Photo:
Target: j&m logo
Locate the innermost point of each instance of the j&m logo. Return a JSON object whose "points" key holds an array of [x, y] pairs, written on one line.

++++++++++++++++++++

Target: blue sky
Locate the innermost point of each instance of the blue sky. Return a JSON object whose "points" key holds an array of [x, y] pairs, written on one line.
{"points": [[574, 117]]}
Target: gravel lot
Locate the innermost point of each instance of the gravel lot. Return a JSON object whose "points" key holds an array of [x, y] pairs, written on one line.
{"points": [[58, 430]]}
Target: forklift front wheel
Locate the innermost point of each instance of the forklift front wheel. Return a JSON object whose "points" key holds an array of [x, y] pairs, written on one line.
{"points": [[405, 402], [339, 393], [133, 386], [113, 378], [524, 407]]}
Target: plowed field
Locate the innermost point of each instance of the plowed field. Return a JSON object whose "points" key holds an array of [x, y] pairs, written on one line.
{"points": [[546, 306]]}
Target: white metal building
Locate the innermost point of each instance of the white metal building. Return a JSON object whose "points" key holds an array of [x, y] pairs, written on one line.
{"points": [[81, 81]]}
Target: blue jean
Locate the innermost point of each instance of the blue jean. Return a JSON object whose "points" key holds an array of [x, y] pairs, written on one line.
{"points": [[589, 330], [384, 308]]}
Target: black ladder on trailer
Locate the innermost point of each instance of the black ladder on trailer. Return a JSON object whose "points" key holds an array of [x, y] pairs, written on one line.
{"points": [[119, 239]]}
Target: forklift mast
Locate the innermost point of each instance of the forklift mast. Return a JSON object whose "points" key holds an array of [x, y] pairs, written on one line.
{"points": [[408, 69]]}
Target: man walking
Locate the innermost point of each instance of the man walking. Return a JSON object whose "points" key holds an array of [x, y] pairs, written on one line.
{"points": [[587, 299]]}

++++++++++++++++++++

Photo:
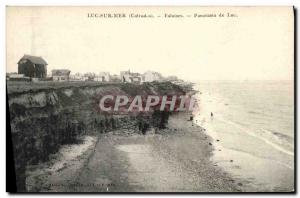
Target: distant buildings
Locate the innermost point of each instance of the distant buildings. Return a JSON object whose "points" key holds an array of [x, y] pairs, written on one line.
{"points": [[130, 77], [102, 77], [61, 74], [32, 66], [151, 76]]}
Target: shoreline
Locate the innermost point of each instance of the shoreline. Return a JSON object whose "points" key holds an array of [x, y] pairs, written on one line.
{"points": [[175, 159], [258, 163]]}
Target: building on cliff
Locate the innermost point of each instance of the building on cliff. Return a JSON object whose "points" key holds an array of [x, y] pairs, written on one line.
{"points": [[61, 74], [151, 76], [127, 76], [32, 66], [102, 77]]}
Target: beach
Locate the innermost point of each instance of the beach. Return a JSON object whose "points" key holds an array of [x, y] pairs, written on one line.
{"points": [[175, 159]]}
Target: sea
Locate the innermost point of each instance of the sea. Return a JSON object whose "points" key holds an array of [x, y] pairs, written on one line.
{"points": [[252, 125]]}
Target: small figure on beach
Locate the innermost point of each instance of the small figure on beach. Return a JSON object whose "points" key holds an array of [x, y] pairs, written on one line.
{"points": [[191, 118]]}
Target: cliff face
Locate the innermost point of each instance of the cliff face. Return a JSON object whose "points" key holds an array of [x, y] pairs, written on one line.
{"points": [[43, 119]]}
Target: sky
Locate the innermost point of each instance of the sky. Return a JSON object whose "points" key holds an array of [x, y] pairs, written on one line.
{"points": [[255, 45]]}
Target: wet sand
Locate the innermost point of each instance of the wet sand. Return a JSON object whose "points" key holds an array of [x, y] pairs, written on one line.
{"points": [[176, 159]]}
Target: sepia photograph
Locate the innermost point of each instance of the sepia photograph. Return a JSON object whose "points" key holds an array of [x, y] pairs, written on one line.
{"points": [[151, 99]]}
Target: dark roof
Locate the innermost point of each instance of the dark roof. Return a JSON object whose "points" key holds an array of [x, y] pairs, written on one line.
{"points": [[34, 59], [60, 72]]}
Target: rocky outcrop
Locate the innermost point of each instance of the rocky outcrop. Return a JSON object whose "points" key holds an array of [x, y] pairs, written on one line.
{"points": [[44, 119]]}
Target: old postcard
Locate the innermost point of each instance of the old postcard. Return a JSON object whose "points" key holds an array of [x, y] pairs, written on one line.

++++++++++++++++++++

- [WHAT YOU NEED TO DO]
Find every line in the entries above that contains the word "gravel" and copy each of those lines.

- [OUTPUT FOR THIS EXERCISE]
Target: gravel lot
Locate the innermost point of each instance of the gravel lot. Return a JSON object whose "points" key holds an array of [x, y] pairs, written on one line.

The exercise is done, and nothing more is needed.